### [AIM OF THE TASK]
Which lines of the data below contain "kind"? Please show them all.

### [RECORDED DATA]
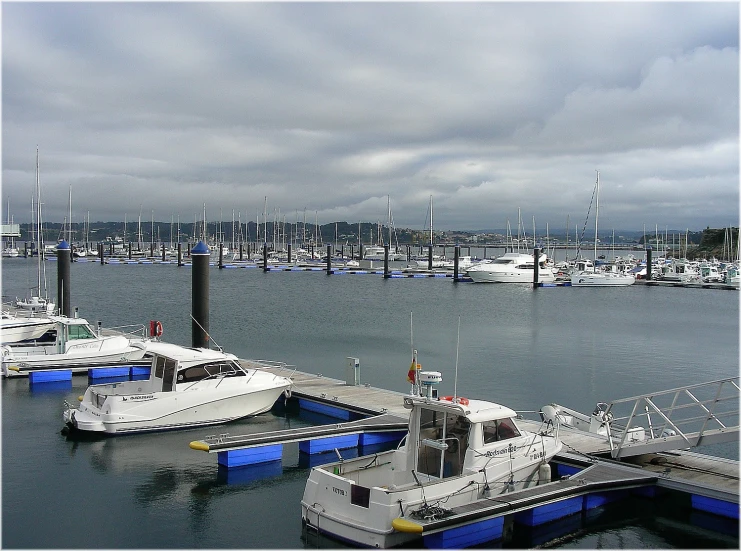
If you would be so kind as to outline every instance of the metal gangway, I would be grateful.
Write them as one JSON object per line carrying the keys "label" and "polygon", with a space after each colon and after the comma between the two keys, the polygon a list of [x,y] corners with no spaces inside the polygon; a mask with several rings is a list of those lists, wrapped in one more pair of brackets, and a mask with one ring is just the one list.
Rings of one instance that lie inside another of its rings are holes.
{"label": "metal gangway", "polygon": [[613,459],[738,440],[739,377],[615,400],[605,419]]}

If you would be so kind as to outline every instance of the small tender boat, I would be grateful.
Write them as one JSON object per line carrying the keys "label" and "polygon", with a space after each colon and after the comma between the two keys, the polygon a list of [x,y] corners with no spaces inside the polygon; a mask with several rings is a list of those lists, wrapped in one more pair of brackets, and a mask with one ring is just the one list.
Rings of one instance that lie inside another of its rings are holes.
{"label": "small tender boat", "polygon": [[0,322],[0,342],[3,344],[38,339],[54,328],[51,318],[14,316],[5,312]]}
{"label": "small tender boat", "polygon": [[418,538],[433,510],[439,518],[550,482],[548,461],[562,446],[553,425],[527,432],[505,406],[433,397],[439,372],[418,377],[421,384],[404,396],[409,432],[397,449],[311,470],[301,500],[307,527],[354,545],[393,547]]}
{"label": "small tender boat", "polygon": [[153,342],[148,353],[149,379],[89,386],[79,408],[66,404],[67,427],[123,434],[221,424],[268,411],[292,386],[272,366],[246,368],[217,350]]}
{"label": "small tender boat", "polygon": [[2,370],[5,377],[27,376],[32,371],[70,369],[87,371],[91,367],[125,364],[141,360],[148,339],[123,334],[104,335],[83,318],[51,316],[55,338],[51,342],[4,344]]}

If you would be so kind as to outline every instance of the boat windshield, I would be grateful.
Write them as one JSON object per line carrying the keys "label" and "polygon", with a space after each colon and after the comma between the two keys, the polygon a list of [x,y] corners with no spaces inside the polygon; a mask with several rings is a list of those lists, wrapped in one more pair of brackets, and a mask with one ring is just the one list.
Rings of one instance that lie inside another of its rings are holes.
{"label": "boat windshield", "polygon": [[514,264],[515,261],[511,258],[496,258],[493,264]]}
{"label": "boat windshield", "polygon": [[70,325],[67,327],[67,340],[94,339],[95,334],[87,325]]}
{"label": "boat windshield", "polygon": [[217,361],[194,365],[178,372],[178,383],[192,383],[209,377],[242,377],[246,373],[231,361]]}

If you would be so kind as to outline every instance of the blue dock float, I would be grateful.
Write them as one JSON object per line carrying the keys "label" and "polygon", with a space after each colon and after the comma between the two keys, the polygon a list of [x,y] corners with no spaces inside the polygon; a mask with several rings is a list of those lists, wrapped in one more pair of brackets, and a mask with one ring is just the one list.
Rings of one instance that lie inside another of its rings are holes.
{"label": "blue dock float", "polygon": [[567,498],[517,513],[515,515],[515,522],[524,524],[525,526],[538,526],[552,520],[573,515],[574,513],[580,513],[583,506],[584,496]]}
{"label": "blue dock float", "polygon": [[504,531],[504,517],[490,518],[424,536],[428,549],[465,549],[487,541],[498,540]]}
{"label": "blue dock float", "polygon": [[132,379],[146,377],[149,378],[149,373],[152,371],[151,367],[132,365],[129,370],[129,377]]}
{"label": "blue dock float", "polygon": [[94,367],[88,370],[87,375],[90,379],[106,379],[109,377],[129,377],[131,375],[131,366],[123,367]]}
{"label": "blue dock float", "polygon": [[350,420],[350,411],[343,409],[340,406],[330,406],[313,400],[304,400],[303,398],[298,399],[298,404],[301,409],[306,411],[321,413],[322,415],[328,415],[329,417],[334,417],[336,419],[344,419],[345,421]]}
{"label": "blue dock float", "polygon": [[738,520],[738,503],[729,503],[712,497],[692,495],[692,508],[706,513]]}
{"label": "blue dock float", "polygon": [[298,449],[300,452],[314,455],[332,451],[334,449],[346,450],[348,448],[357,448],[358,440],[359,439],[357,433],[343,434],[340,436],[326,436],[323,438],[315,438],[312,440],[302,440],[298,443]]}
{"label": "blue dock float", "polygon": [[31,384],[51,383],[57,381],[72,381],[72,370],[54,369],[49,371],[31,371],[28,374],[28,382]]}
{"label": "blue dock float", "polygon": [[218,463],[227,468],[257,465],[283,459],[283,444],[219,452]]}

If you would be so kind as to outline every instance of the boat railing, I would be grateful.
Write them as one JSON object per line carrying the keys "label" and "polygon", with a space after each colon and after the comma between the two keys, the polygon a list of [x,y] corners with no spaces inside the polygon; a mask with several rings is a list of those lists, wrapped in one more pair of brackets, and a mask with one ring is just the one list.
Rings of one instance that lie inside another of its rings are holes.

### [RESULT OF THIS EXERCISE]
If you would be so kind as to outline every instance of the metal gangway, I would be grateful.
If you would be so kind as to outline every instance of the small tender boat, I would be grateful.
If you would be so kind as to outline every instance of the boat windshield, I would be grateful.
If you would be so kind as to outline every instance of the blue dock float, I would be grateful.
If you would be so kind as to outline every instance of the boat railing, I would be grateful.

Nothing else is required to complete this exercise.